§ AIM:
Reproduce exactly the lines below, starting with the line that contains "the mushroom cap" and ending with the last line of the records, both included, and nothing else.

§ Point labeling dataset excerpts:
● ● ● ● ● ● ●
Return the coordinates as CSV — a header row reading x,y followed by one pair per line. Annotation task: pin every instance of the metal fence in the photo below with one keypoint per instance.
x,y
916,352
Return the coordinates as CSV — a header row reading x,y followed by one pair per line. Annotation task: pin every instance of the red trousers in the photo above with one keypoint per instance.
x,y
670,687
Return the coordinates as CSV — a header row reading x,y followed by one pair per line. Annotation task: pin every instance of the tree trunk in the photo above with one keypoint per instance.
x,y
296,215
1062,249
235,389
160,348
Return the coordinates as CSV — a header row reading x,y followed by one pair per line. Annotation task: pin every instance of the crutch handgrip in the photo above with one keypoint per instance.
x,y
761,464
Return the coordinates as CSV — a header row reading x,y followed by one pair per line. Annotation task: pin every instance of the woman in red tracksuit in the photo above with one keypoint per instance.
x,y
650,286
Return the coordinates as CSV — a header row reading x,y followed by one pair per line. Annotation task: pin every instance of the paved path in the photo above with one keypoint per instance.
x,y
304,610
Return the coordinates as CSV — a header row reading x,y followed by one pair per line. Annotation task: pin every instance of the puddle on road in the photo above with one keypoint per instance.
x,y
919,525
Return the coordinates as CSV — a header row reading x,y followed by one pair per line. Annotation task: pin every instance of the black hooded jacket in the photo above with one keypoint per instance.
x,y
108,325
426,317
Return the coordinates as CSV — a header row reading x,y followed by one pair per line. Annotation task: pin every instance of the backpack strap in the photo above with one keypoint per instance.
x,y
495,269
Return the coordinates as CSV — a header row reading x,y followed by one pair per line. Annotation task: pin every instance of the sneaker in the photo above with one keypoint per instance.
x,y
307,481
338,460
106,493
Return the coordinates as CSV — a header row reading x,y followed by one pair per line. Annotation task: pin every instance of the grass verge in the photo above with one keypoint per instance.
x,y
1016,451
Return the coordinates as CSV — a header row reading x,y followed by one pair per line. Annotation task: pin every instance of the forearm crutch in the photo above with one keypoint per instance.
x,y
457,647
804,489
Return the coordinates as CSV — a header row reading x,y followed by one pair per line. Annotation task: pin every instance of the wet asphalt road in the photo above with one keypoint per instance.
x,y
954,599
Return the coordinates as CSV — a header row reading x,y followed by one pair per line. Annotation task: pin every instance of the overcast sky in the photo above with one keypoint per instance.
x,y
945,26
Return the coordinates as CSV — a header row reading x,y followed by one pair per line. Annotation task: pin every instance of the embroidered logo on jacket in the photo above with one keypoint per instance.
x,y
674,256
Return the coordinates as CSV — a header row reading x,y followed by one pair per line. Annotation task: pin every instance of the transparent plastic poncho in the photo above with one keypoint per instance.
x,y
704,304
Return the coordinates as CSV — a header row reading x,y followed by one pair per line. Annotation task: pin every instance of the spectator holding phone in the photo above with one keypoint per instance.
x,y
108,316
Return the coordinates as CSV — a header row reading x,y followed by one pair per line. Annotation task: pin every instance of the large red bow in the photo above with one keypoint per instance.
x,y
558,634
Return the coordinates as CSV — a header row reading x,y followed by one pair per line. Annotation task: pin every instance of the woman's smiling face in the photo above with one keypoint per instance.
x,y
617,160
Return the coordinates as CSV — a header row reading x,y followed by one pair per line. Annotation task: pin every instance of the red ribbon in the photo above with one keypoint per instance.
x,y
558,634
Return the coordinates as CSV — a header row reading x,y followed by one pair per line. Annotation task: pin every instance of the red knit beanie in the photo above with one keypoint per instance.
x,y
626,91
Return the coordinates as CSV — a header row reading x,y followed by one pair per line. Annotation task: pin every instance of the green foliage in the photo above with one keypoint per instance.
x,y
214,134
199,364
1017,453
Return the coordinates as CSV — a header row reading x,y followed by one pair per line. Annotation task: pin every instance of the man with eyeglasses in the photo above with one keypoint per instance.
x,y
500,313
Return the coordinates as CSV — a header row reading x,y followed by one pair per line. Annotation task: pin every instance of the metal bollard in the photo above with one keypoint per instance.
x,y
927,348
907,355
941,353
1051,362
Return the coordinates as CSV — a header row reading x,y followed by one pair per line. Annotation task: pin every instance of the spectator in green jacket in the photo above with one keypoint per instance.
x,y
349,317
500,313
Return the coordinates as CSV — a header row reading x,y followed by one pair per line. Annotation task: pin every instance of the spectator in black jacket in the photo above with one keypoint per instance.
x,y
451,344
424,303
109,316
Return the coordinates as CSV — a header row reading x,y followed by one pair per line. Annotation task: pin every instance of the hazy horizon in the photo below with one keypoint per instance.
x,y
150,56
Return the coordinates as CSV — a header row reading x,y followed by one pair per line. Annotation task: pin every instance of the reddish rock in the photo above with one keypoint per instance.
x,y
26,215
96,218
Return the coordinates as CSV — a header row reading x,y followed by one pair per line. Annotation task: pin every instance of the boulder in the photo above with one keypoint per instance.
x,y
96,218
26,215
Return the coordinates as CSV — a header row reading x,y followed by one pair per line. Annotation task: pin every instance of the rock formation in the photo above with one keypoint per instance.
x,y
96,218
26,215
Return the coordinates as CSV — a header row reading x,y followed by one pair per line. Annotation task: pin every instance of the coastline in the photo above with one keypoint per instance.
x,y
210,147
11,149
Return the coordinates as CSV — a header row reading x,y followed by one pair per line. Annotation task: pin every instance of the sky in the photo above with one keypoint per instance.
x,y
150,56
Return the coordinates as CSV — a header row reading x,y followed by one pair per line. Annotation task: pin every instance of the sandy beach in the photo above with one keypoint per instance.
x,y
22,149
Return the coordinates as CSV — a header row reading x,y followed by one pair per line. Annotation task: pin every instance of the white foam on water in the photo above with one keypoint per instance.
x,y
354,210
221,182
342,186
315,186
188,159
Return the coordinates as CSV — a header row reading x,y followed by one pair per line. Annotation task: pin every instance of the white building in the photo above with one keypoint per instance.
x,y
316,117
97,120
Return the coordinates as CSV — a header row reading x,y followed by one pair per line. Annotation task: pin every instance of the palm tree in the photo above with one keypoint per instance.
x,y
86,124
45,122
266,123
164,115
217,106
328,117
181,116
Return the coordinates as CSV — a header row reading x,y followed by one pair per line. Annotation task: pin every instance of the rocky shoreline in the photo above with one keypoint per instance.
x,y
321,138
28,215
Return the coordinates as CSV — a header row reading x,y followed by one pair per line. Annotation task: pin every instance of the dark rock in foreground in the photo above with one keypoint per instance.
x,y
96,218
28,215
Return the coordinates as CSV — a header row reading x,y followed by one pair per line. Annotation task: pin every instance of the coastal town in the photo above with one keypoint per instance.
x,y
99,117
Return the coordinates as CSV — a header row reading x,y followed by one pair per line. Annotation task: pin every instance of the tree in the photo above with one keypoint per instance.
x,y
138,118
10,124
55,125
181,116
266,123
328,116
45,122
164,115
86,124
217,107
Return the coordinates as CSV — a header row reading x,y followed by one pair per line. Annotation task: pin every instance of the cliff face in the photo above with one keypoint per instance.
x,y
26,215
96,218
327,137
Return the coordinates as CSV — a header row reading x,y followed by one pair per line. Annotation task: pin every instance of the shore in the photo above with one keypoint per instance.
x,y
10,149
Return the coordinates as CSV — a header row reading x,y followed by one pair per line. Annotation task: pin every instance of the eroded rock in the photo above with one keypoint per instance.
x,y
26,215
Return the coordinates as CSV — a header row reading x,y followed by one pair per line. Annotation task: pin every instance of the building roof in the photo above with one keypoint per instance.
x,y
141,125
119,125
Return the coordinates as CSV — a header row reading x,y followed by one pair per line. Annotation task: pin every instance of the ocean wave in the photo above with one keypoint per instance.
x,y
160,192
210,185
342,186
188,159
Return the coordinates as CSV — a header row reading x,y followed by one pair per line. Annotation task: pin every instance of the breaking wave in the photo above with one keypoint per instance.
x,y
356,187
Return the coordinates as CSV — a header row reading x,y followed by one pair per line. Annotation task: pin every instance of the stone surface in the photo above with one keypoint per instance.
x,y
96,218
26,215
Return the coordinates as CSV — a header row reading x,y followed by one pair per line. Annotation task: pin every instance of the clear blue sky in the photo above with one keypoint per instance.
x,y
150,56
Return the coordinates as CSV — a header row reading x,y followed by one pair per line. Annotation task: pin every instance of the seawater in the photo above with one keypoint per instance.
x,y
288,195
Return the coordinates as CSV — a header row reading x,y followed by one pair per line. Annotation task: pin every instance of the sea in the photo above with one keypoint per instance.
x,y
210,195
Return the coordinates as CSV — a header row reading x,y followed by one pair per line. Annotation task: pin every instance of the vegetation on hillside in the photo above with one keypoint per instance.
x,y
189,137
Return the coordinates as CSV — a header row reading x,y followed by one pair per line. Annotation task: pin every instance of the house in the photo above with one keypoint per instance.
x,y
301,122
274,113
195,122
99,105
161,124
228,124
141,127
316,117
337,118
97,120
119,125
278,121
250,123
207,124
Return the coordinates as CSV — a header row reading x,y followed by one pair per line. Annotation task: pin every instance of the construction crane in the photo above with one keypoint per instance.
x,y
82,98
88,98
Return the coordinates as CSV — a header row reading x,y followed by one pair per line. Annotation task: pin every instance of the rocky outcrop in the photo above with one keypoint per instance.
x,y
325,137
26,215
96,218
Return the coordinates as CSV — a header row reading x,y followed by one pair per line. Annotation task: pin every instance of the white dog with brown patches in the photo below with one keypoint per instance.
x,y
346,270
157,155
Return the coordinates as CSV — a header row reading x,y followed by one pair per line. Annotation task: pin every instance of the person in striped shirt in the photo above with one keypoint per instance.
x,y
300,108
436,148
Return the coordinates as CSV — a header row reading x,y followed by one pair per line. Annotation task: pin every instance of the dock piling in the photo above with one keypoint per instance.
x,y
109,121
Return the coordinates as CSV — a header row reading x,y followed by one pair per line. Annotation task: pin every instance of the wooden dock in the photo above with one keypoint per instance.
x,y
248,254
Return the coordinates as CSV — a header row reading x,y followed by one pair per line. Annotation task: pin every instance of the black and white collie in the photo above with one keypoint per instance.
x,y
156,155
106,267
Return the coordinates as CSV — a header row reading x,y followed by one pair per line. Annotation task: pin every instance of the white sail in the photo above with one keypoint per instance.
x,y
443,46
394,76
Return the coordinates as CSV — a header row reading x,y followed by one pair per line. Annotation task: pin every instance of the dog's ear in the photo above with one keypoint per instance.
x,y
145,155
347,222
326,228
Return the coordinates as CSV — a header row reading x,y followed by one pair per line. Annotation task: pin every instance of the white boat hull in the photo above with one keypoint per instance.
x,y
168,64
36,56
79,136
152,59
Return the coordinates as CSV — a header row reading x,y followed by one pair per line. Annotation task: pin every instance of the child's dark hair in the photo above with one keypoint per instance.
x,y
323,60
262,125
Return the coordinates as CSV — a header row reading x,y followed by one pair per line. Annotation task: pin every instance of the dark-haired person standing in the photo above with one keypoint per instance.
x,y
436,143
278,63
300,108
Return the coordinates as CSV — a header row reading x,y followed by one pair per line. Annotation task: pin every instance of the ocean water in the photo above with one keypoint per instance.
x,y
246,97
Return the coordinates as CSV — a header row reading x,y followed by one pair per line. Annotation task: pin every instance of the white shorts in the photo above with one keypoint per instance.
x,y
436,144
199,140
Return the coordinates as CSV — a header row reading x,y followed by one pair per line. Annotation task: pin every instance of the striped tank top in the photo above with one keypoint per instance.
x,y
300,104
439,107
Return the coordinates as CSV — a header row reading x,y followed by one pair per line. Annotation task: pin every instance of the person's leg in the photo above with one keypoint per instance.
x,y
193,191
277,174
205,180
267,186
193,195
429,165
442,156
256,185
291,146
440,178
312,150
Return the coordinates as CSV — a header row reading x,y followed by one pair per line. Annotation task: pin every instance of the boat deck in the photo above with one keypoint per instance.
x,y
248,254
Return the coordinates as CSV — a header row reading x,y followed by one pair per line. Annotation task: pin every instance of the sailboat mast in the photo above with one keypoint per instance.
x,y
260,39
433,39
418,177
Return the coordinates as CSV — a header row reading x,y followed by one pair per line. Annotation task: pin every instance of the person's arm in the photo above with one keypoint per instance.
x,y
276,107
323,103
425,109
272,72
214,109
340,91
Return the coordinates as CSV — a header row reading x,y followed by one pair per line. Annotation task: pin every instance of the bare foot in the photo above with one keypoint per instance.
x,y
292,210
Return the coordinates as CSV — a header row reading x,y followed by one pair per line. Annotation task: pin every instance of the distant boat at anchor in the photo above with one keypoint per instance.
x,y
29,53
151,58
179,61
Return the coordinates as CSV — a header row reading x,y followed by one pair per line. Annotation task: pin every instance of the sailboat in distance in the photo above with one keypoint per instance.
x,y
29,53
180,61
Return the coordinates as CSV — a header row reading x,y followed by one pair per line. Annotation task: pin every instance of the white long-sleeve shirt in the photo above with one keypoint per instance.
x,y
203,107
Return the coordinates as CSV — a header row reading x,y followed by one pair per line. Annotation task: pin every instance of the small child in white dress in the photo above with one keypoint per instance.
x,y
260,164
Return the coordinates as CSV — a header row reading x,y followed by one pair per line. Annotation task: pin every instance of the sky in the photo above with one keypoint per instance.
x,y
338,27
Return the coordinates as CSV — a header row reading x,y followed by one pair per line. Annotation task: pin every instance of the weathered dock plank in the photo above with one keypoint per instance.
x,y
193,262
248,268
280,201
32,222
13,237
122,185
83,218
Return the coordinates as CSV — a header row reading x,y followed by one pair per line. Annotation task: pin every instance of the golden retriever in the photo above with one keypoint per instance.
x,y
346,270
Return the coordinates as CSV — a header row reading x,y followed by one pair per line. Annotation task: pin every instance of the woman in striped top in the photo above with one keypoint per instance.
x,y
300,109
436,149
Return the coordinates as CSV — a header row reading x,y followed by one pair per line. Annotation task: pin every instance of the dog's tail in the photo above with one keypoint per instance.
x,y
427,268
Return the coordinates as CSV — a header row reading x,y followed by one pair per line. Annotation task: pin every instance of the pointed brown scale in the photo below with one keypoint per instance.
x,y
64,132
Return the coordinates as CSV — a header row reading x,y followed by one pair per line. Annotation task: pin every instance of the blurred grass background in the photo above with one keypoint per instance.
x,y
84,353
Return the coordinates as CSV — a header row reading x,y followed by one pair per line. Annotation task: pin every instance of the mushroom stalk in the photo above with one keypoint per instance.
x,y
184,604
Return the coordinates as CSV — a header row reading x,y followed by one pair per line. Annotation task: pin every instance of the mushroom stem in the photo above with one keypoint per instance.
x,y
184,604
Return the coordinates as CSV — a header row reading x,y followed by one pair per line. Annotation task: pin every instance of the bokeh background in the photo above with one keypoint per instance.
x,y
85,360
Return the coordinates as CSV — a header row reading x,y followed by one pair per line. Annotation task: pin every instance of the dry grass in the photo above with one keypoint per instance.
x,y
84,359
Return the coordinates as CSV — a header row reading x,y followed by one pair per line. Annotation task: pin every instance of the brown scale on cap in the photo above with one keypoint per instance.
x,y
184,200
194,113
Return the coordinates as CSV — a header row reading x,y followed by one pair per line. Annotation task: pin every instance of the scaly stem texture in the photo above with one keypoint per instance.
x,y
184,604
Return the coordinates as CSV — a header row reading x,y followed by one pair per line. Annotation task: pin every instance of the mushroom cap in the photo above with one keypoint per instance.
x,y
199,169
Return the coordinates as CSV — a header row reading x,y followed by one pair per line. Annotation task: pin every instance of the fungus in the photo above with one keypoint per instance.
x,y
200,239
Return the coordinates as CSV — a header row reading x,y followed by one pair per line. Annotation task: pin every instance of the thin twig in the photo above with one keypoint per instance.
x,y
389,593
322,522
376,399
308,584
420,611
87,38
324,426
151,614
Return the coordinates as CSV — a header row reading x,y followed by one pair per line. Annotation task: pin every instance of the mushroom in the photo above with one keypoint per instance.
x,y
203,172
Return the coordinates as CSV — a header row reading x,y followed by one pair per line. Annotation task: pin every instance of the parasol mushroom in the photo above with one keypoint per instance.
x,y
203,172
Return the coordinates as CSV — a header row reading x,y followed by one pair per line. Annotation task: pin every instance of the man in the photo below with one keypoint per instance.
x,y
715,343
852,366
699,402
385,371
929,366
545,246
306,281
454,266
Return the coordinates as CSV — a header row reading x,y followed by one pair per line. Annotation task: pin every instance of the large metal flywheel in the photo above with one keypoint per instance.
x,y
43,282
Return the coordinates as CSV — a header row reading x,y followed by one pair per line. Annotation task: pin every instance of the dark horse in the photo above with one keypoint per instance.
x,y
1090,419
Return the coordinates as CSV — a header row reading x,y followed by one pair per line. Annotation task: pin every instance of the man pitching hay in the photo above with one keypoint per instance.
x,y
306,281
● ● ● ● ● ● ●
§ ANSWER TO THE TASK:
Return the coordinates as CSV — a header row reading x,y followed by one pair per line. Annotation task: pin every instance of the mushroom cap in the photo above with one keypoint per instance.
x,y
199,169
Return the coordinates as CSV — a header row reading x,y followed by one pair per line. Annotation task: pin every instance of the fungus in the photo above with one keypoint per instance.
x,y
200,239
Return the coordinates as CSV — a header row reading x,y followed by one pair per line. Annotation task: pin every instance of the thin twig in the photo above with one keypoint per instance.
x,y
389,593
322,522
376,399
308,584
420,611
87,38
324,426
151,614
Return the coordinates as CSV — a header row reading x,y followed by one pair per line. Annotation task: pin every instance of the mushroom in the photo above with one keypoint per instance.
x,y
203,172
Return the coordinates as CSV — a header row reading x,y followed by one pair per line. Annotation task: pin every instance of the parasol mushroom in the photo above with one keypoint per instance.
x,y
203,172
Return the coordinates as CSV — a header row reading x,y followed by one pair per line. Annotation task: pin every instance of the man in the photo below with one keypoint per instance.
x,y
715,343
852,366
699,402
385,371
929,366
545,246
306,281
454,266
Return the coordinates as CSV — a header row reading x,y followed by one pair per line. Annotation task: pin every instance of the large metal flywheel in the photo above with one keypoint per instance.
x,y
43,282
Return the coordinates as CSV — a header row reading x,y followed by one pair per line. Annotation task: pin every instance of the dark horse in the photo above with one keypoint per instance.
x,y
1090,419
Return the coordinates as CSV — a header row reading x,y followed by one pair per line. Annotation task: pin every instance of the man pitching hay in the photo above with one keypoint per instance.
x,y
306,281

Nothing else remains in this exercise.